### Document extract

Raul Camarena, General Manager of Aspen Labs, spoke to Mexico Health Review on the company’s strategies in Mexico, which allow it to grow at twice the rate of the market.
Q: What makes Aspen Labs stand out from other companies in the industry in Mexico? What is its main added-value?
A: Our business model is different from that of a typical Big Pharma company. Big Pharma companies carry out R&D, through which they offer innovative products for certain pathologies. In Aspen’s pharma business we do not carry out R&D. What we do is buy products or brands that other companies no longer want to invest in. In this way, we can keep costs at an accessible level for patients because we do not experience pressure to reinvest in these areas. Of course, we are a public company listed on the Johannesburg Stock Exchange and release our financial results.
For example, the Infacare formula was developed in South Africa and we transferred that technology to our facilities in Vallejo, Mexico City. As that plant produces for Mexico, Latin America and we are beginning to produce for Australia and the US, the additional volume added to that plant helps us reduce our costs. This means we can offer high quality products to Mexican patients.
Q: What growth have you seen in 2016 and what internal and external factors are the drivers of this?
A: In 2016, the Mexican health industry saw one of its toughest years. In that year it achieved single digit growth in terms of value due to the introduction of new products and price increases. At Aspen, we are seeing growth at twice the audited market growth.
Our pharma business is witnessing healthy organic growth in both private and public sectors. This is driven by our lines in thrombosis, hormones and cytokines for women’s health and men’s health.
In addition, we have a line of products that are traditionally used in the public sector and that were not taken privately in the past, such as our low weight molecular heparin. Since the end of 2015, we have been taking this product to the private sector, where it has been well received. We have also launched Fondaparinux, a product used in the ER when a patient has a heart attack and needs products like this one immediately to avoid complications. Other mature brands Aspen has bought from other labs have allowed us to revive products well known by doctors.

######
### Dataset excerpts

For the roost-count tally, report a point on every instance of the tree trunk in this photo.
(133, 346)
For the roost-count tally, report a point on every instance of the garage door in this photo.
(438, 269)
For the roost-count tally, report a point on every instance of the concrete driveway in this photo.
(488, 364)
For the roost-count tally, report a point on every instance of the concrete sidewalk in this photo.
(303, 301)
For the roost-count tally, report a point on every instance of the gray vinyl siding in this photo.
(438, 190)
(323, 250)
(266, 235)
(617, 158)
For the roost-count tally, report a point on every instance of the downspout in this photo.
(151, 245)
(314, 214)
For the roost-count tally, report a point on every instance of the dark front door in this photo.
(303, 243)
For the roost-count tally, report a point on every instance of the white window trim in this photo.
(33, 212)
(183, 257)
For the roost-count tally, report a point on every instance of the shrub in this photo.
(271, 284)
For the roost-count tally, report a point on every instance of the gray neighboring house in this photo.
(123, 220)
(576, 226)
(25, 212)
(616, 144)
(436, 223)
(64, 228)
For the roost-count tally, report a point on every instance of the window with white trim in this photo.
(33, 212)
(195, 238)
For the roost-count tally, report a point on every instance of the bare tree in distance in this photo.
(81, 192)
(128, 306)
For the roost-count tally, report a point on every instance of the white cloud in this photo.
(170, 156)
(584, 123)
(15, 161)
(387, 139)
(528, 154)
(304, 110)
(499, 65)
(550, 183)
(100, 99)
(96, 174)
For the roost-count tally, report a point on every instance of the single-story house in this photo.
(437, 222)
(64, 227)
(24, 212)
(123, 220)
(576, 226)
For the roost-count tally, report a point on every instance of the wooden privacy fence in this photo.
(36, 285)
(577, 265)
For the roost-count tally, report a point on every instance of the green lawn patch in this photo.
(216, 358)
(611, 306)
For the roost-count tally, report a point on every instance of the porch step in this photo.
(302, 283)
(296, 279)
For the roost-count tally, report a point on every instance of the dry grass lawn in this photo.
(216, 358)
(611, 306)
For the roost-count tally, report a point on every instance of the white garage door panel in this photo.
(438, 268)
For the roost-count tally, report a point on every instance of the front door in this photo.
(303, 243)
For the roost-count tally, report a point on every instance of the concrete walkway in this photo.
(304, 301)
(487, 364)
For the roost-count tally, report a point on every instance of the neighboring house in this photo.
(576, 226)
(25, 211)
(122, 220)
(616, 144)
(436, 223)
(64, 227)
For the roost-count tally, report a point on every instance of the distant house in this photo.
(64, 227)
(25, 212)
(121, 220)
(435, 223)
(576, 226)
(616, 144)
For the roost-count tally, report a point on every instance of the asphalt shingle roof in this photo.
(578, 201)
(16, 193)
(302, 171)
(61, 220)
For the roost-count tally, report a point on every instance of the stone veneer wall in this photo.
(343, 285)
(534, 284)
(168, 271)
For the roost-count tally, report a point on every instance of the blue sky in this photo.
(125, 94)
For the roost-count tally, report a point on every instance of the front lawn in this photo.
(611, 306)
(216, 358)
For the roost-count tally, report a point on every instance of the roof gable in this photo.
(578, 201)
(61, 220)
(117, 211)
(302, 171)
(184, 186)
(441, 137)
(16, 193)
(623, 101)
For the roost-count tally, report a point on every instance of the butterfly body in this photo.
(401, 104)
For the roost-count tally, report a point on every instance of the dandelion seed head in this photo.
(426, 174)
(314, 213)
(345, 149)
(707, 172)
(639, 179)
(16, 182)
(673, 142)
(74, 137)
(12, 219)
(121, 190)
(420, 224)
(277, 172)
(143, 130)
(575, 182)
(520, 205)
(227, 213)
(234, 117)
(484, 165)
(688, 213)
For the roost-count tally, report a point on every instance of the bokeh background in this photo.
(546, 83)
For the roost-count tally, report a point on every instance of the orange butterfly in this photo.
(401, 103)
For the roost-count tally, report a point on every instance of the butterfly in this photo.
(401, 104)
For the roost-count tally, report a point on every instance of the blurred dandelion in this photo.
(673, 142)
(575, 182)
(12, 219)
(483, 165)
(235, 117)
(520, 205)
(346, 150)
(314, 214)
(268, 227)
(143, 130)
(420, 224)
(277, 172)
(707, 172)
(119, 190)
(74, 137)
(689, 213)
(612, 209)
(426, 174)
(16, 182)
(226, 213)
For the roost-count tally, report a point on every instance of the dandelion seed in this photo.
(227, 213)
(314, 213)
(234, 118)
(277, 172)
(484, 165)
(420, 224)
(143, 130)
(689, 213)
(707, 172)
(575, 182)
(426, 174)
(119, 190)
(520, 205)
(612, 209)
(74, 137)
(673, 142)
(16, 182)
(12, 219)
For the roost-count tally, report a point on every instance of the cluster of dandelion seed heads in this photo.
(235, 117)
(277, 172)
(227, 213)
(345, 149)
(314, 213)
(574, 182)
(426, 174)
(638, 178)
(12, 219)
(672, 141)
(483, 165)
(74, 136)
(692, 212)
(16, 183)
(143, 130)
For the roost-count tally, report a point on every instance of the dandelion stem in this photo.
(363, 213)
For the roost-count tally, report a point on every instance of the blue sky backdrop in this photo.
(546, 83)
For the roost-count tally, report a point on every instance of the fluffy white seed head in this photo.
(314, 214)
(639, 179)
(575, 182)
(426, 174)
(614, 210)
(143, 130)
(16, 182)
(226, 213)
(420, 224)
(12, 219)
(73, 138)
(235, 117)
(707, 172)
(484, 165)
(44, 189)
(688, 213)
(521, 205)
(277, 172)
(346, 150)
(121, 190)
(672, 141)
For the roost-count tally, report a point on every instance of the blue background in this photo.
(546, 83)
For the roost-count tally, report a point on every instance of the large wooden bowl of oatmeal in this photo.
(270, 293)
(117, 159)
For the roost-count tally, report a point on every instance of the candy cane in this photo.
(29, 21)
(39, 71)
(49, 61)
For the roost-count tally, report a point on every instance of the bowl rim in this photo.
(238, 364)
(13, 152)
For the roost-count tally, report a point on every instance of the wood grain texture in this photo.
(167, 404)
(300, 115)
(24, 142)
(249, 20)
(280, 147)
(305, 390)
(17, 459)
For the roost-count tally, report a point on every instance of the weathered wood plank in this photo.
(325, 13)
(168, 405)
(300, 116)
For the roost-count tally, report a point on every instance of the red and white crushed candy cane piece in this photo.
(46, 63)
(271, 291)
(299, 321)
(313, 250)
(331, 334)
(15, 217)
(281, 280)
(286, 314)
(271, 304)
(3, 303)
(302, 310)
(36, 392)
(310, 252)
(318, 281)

######

Activities –
1. Render this sentence from the Aspen Labs interview into Spanish: "In Aspen’s pharma business we do not carry out R&D."
2. Write the next part of the Aspen Labs interview, picking up after its last sentence.
These rows have no connection to the Aspen Labs interview.

Solved problems –
1. En el negocio farmacéutico de Aspen no realizamos I+D.

2.
Q: What were the reasons for which 2016 was a difficult year for the industry?
A: There was a lack of innovation in 2016. Innovation in the industry often causes products for high specialty needs to become increasingly expensive, but we have not seen important advances in the health sector in accessibility.
In the private sector, access has been effective in lowering the cost and prices for patients. At the same time, it has shifted market dominance from manufacturers and the main providers of the sector to commercialization and sale points. We are seeing changes in the way clients are approached, client convenience and of course access at better prices. This means the industry that did not adapt to this new model has run into problems. In Mexico, there are no instruments to evaluate with certainty the value of the public market. We have information from some of the big institutions, but not an overall picture.
Q: To what extent do you plan on further expanding from your two existing plants? What other ambitions do you have for Mexico?
A: Over the next three or five years, we plan on further expanding our manufacturing capacity in Mexico in the pharmaceutical segment. In 2017, we will transfer products to be manufactured in our Vallejo plant and we will export them globally.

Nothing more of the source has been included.